### AIM OF THE EXERCISE
Reproduce the material below line for line, without altering any character.

Pointing entries for labeled objects
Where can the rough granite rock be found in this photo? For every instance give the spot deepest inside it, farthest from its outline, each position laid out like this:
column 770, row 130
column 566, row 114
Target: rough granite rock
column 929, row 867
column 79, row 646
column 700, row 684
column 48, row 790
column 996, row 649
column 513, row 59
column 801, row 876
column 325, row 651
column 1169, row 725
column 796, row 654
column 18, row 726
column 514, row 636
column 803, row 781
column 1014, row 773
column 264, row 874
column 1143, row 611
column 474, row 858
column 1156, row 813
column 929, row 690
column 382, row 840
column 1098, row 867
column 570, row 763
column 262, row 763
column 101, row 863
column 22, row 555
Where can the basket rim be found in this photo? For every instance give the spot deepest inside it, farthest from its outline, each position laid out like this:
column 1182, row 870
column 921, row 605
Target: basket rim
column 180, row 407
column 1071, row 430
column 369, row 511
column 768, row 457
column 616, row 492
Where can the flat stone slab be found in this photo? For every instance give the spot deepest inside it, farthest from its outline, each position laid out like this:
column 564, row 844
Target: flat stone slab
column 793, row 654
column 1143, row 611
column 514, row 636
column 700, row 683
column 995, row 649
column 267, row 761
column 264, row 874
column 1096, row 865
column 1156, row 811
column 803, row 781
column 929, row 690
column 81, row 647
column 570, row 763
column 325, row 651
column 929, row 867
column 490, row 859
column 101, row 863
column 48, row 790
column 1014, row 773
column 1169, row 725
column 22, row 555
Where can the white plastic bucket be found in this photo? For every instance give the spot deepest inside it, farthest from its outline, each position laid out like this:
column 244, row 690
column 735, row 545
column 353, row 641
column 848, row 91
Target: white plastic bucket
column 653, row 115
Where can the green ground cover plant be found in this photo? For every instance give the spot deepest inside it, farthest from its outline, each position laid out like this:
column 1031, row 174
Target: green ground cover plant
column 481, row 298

### EXPECTED ANSWER
Where can the rough granite rock be found in this photo? For every instance give the spot deepest inside it, farthest from its outline, each position laid out like this:
column 770, row 130
column 566, row 114
Target: rough granite rock
column 929, row 867
column 79, row 646
column 700, row 684
column 48, row 790
column 996, row 649
column 513, row 59
column 801, row 876
column 325, row 651
column 1169, row 725
column 796, row 654
column 18, row 726
column 514, row 636
column 803, row 781
column 1014, row 773
column 264, row 874
column 1143, row 611
column 474, row 858
column 1156, row 813
column 929, row 690
column 382, row 840
column 1098, row 867
column 570, row 763
column 262, row 763
column 101, row 863
column 22, row 555
Where can the basket rim be found in this photo? For every instance give the spot deepest inside it, farthest from its outline, each position laid out like this:
column 1182, row 870
column 921, row 605
Target: basket rim
column 180, row 407
column 1071, row 430
column 369, row 511
column 768, row 457
column 616, row 492
Where can the flat stone slab be found in this photo? For every instance give the spot deepest inside it, farthest from its outline, each position laid out like this:
column 564, row 844
Target: flat stone slab
column 793, row 654
column 1143, row 611
column 514, row 636
column 700, row 683
column 995, row 649
column 267, row 761
column 264, row 874
column 1096, row 865
column 1156, row 811
column 803, row 781
column 929, row 690
column 81, row 647
column 570, row 763
column 325, row 651
column 929, row 867
column 490, row 859
column 101, row 863
column 48, row 790
column 1014, row 773
column 1169, row 725
column 22, row 555
Where can the white plastic bucket be found in this photo? For every instance give the spot deepest inside it, farthest from its outline, each position laid out like this:
column 244, row 690
column 735, row 545
column 353, row 641
column 848, row 91
Target: white plastic bucket
column 653, row 115
Where can the green ground cover plant be found in this photo? For every instance give the spot deepest inside it, farthest from its outline, each position laid out like this:
column 1031, row 174
Target: green ground cover plant
column 481, row 298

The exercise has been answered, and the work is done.